→ **Task requirements**:
(a) In the text on Sofonisba Anguissola and Lavinia Fontana, reproduce the words from "Portraying auctoritas: the" to "sitters are seated." verbatim.
(b) According to the text on Sofonisba Anguissola and Lavinia Fontana, how was Anguissola compensated for the works she produced at the Spanish court?
(c) Write the next part of the text on Sofonisba Anguissola and Lavinia Fontana, beginning after its final sentence.

Portraying auctoritas: the humanist context of Cremona and Bologna Prior to her arrival in Spain, Sofonisba Anguissola had painted portraits of various celebrated individuals of the day which demonstrate her early fame and her gifts in a genre in which Venetian and Lombard influences are clearly evident. With the exception of the portrait of the young Massimiliano Stampa, whose image publicly declares his new status as Marquis of Soncino and which reveals the influence on Anguissola of Giovanni Battista Moroni (ca.1525-1578), in all her other portraits the sitters are seated.

Lavinia Fontana opted for this same typology twenty years later in order to portray artists, lawyers, doctors, humanists and clerics. Seated before a desk and shown engaged in intellectual activity (reinforced by the rhetorical gesture of their hands and their lively gazes), the subjects depicted by the two artists reflect a concept fundamental to this period: their auctoritas, meaning the moral and civic prestige attributable to them through their knowledge and dedication.

Sofonisba Anguissola at the court of Philip II
During the years that she spent at the Spanish court Sofonisba Anguissola occupied the role of teacher of drawing and painting to Isabel de Valois while also executing portraits of almost all the members of the royal family. None of the portraits that she produced in Spain are signed. Anguissola’s official position at court was not that of painter and she was in fact “paid” for her works in the form of costly textiles and jewels. The portraits now attributed to her reveal the way in which she adapted her art to the conventions of the Spanish court portrait.

At this date the most important painter at court was Alonso Sánchez Coello (ca.15311588), “portraitist to the King”, who established the conventions of the court portrait. In addition to the sitter’s physical features these images had to express the family’s dynastic status and its virtues: the Habsburg distance, serenity and severity.

Anguissola followed these criteria but tempered them through her own artistic background and concerns: an interest in a meticulous description of details; a psychological perception that tempers the distance and restraint characteristic of the Spanish Habsburgs; and an all-enveloping and filtered light which softens the figures’ outlines.

Lavinia Fontana: a Bolognese portraitist
In Bologna and subsequently in Rome, Lavinia Fontana primarily devoted her activities to portraiture, a genre in which she was notable for the variety of typologies she employed.

Fontana was undoubtedly the preferred choice of female sitters, whose pretensions to sophistication and luxury are extremely well reflected in her works. Above all, she revealed all her skills in visually expressing the opulence of the clothing, the different textiles, wealth of jewels and exquisite lace, as well as the almost obligatory lapdog. Fontana also included portraits of the children of the city’s leading families in religious compositions painted for private chapels. They are shown alongside their father or mother or as part of a family group.

As a “narrative portrait” of a family group captured with a degree of everyday informality, Portrait of a Family from the Pinacoteca di Brera offers an excellent example of Fontana’s evolution at the end of the 16th century. This idea persists in Lady with four young Women which captures a domestic moment probably associated with the principal figure’s marriage.

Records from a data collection
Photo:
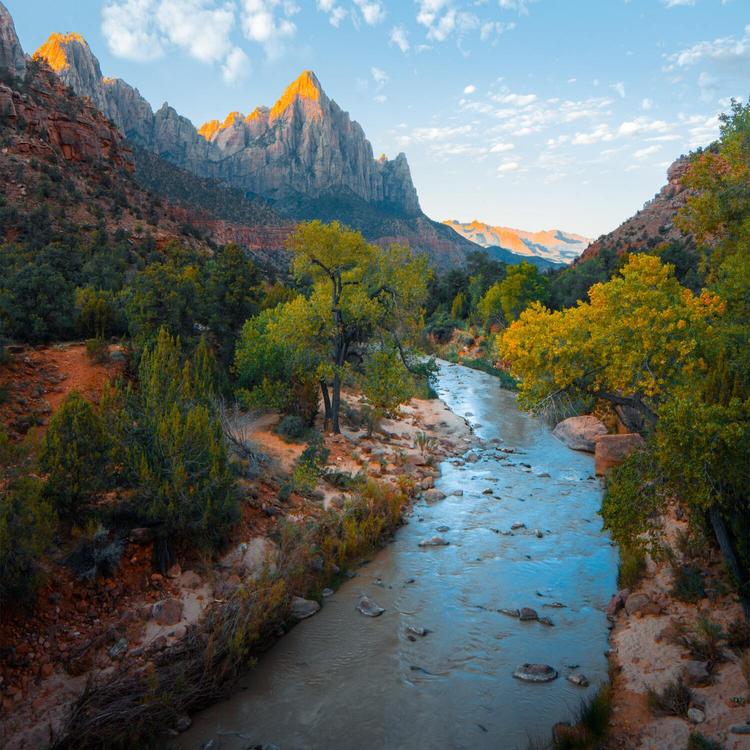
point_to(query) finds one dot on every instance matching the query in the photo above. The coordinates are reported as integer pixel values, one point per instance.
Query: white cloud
(336, 14)
(144, 30)
(722, 50)
(379, 76)
(509, 166)
(236, 66)
(644, 153)
(400, 37)
(372, 11)
(127, 26)
(201, 30)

→ **Answers for the exercise**:
(a)
Portraying auctoritas: the humanist context of Cremona and Bologna Prior to her arrival in Spain, Sofonisba Anguissola had painted portraits of various celebrated individuals of the day which demonstrate her early fame and her gifts in a genre in which Venetian and Lombard influences are clearly evident. With the exception of the portrait of the young Massimiliano Stampa, whose image publicly declares his new status as Marquis of Soncino and which reveals the influence on Anguissola of Giovanni Battista Moroni (ca.1525-1578), in all her other portraits the sitters are seated.

(b) She received costly textiles and jewels.

(c)
Religious painting
All of Anguissola’s few known religious works are present in the exhibition with the exception of the Madonna dell’Itria in Paternó (Sicily). These are small-format works intended for private devotional spaces and their compositions are always inspired by the work of other artists.

During her formative years in Cremona, Fontana was influenced by the work of her masters Bernardino Campi and Bernardino Gatti and by that of Camillo Boccaccino (ca.1504-1546). These small scenes are notable for their tender, pleasing sensibility and a style close to Correggio (ca.1489-1534) and Parmigianino (1503-1540) that was generally characteristic of Cremonese painters. In Genoa, Anguissola’s religious works repeat formulas and models devised by Luca Cambiaso (1527-1585).

Lavinia Fontana produced an extremely professional body of religious work ranging from small-scale devotional paintings on different supports (copperplate, panel and canvas) to large canvases intended as altar paintings. These are works marked by the spirit of the Counter-Reformation which reveal the influence of Correggio, Denys Calvaert (ca.1540-1619), Niccolò dell’Abbate (ca.1509/12-1571) and the Carracci.

Lavinia Fontana and mythological painting
Lavinia Fontana was the first female artist to paint mythological compositions. Works of this type required her not only to make use of her powers of invention but also to focus on the depiction of the nude, a subject banned to women.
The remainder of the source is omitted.